Trecho fornecido.
Vonnegut, nessa obra, fez com que eu repensasse absolutamente toda a minha vida literária, todas as experiências que eu tive com Tolkien e Cornwell, até as mais simples e românticas, como os Darcy’s da literatura da Jane Austen. São histórias incríveis, bonitas e cheias de aforismos, porém, ao mesmo tempo, não são tão plausíveis quanto nós gostaríamos de acreditar.

Nesse entremeio, há a divisão entre a ficção e a realidade.

No decorrer de sua obra, Matadouro 5, há uma mescla constante entre a ficção científica e a verdade nua e crua da guerra, que joga crianças em meio a bombardeiros, como o que ocorreu em Dresden (considerado pior que Hiroshima e Nagasaki) ou, ainda, durante toda a história do mundo. Muitas pessoas se recordam do nome do livro como o âmbito em que Billy Pilgrim ficou preso, entretanto, há outro título a ser memorado: A Cruzada das Crianças.

Se dentro de obras fantásticas de guerra encontramos supersoldados como Capitão América, em histórias cotidianas, deparamo-nos com filhos ou netos que ainda não sabem definir bem o que é certo ou errado, menos ainda, o que eles estão fazendo ali. Em meio a metáforas e frases explícitas, Kurt Vonnegut traz para nós o cerne do pensamento antiguerra com uma lógica atemporal: não existe momento na história da humanidade em que não seja importante relembrar o quanto a guerra é nociva e tóxica. Entretanto, de acordo com um pensamento anterior, num período da Antiguidade, a guerra era parte da vida cotidiana, muito embora alguns autores, como Eurípides, condenassem essa maneira de vê-la já naquele período.

A ideologia em relação a guerra, no pensamento euripidiano, demonstrado em As Troianas e em Hécuba, é nitidamente antiguerra, apresentando o ponto de vista de mulheres que perderam não só o seu lar, mas a sua família. O mesmo ocorre em Matadouro 5, muito embora, dentro da obra que elabora a Segunda Guerra Mundial, a presença feminina não tenha tanto destaque quanto eu gostaria, por mais que o livro seja dedicado a uma mulher incrível que soube dizer, antes de muitos homens, o quão as crianças foram levados a lutar. Ambos os autores são pontos de referência, em tempos tão afastados, de como a guerra traz males irreversíveis a vida cotidiana. Se romantizamos a guerra tal como Homero ou Martin, não pensamos nos seus mais drásticos deslizes e, para o autor de A Cruzada das Crianças, esse é um dos maiores desserviços a serem feitos.

Para toda uma geração.

Dados fornecidos.
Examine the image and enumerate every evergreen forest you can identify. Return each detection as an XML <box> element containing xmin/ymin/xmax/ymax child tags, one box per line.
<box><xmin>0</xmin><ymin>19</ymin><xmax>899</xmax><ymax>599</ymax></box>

Sobre a tarefa. Transcreva, sem nenhuma alteração, a passagem do texto sobre Matadouro 5 que começa com "Se dentro de" e segue até "já naquele período.".

Resposta.
Se dentro de obras fantásticas de guerra encontramos supersoldados como Capitão América, em histórias cotidianas, deparamo-nos com filhos ou netos que ainda não sabem definir bem o que é certo ou errado, menos ainda, o que eles estão fazendo ali. Em meio a metáforas e frases explícitas, Kurt Vonnegut traz para nós o cerne do pensamento antiguerra com uma lógica atemporal: não existe momento na história da humanidade em que não seja importante relembrar o quanto a guerra é nociva e tóxica. Entretanto, de acordo com um pensamento anterior, num período da Antiguidade, a guerra era parte da vida cotidiana, muito embora alguns autores, como Eurípides, condenassem essa maneira de vê-la já naquele período.